WHAT THIS TASK INVOLVES ->
Please return each entry that follows exactly as given, but without pictures.

DATA TO EXAMINE ->
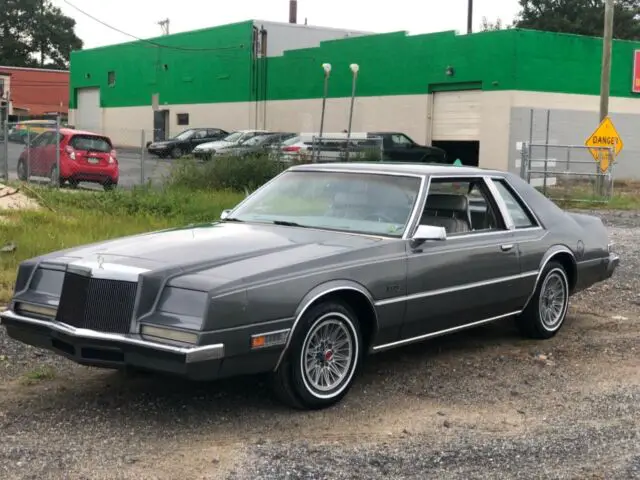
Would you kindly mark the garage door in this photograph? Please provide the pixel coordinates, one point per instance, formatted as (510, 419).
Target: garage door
(456, 115)
(88, 114)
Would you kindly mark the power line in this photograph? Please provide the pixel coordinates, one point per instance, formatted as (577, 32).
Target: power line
(151, 42)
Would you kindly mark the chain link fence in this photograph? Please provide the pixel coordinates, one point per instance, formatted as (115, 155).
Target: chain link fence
(569, 172)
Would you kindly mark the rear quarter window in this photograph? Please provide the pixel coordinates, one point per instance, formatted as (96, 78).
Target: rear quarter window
(90, 142)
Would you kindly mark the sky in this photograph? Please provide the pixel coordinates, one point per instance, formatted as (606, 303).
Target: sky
(140, 17)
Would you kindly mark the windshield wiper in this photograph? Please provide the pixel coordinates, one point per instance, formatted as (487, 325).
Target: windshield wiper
(284, 223)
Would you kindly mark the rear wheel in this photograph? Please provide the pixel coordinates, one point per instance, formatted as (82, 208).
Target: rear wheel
(54, 176)
(22, 171)
(324, 356)
(547, 310)
(176, 152)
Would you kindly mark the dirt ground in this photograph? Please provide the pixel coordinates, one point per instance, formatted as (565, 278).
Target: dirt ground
(480, 404)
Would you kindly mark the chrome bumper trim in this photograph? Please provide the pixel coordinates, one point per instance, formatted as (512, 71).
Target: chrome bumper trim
(192, 354)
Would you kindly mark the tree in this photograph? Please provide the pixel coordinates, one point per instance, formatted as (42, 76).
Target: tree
(583, 17)
(35, 33)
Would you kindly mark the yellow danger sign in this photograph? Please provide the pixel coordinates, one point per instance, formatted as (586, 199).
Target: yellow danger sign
(606, 136)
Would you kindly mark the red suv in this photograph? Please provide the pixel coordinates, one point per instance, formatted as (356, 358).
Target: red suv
(84, 157)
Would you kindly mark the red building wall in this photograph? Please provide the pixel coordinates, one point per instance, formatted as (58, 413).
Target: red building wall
(38, 91)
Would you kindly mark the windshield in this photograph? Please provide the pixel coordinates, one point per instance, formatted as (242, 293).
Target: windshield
(233, 137)
(186, 135)
(257, 140)
(373, 204)
(91, 143)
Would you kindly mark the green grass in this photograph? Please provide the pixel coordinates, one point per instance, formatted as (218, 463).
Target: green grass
(84, 217)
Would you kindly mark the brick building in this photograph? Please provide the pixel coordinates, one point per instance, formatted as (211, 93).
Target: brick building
(35, 92)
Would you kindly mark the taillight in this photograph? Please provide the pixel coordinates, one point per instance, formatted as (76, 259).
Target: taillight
(71, 152)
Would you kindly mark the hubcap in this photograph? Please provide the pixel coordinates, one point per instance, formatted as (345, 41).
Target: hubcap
(327, 354)
(553, 297)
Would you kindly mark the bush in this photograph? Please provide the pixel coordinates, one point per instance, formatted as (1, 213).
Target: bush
(225, 173)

SOLVED PROBLEM ->
Would you kindly mark the garage door in this photograph? Please provide the pixel coordinates, one point per instance, formatted as (510, 419).
Target: garage door
(456, 115)
(88, 114)
Would you kindly mark the power line in this photograph? Please provide the pixel coordinates, one point per instance, formatted as (577, 32).
Target: power line
(151, 42)
Would you kindly mark the chain link fence in this photograph? Please provide the pixel coordinates, one point per instance, formatted as (115, 155).
Target: chain link fence
(569, 172)
Would you kindly mark the rear quarter window in this photograph? Please provide the pixel coordinates, one point per instance, formatted as (96, 78).
Target: rear quarter window
(90, 142)
Would you kindly mark the sky in this photograph? Please provide the pixel coordinates, one point per instance, formatted as (606, 303).
Target: sky
(140, 17)
Would you kindly mark the windshield wiper in this photograph? Please provide the pixel coordinates, one point per instance, formatted as (487, 325).
Target: windshield wiper
(284, 223)
Would you kindly mark the rear wheel in this photograph? Please provide the pixel coordinates, one point per instance, formatted as (82, 208).
Target: rear wheel
(54, 176)
(22, 171)
(324, 356)
(547, 310)
(176, 152)
Would you kindly mark the dirt ground in this photograph? Please provide the pixel coordinates, one point per instance, formatted as (565, 278).
Target: dirt ground
(480, 404)
Would you kindly mark the chrome bumper trim in this photograph? Please provide the pixel coordinates, one point per instance, formatted as (512, 71).
Target: chrome bumper trim
(192, 354)
Would you kindly mark the tree in this photograph? Please provide the pixel coordinates, one point per instance, formatted as (42, 76).
Target: tree
(583, 17)
(35, 33)
Would you kindly mark the yellow danger sign in this photograph? Please provide the pixel coordinates, one point per instance, formatted as (586, 199).
Target: yellow danger sign
(606, 136)
Would you kindly mark the red suv in this photograph? Please provide the pixel coordinates, one point per instance, formatted as (356, 358).
Target: red suv
(84, 157)
Would you kindly mark the red building wall in this photograph? Please provide the pixel coordinates, one point per instance, formatted as (58, 413).
Target: red building wall
(38, 91)
Would you kindly mark the windshield in this photograph? Please provide the pixel coordinates, one point per instance, formatted as (242, 293).
Target: windshield
(233, 137)
(186, 135)
(257, 140)
(373, 204)
(91, 143)
Would you kindly mark the green grass in this photograph? Please provide the pixel coordinates, one point per instance, formatted as (218, 463).
Target: green grass
(84, 217)
Would you kindly mark the brick building in this photograph? Please provide the pixel coordinates, one point per instance, formatted as (211, 93).
Target: brick building
(35, 92)
Would you kindly mark the taillight in this photograph? Please provide the pixel coordinates, one point per instance, formatted as (76, 259).
Target: taillight
(71, 152)
Would you kindly mark the hubcap in this photograph? Please provide the pixel coordinates, one point per instance, formatted as (345, 41).
Target: hubcap
(327, 354)
(553, 297)
Would you kindly mark the bush in this photograph? Please provide the pixel coordinates, one point per instance, formatted as (1, 213).
Target: bush
(225, 173)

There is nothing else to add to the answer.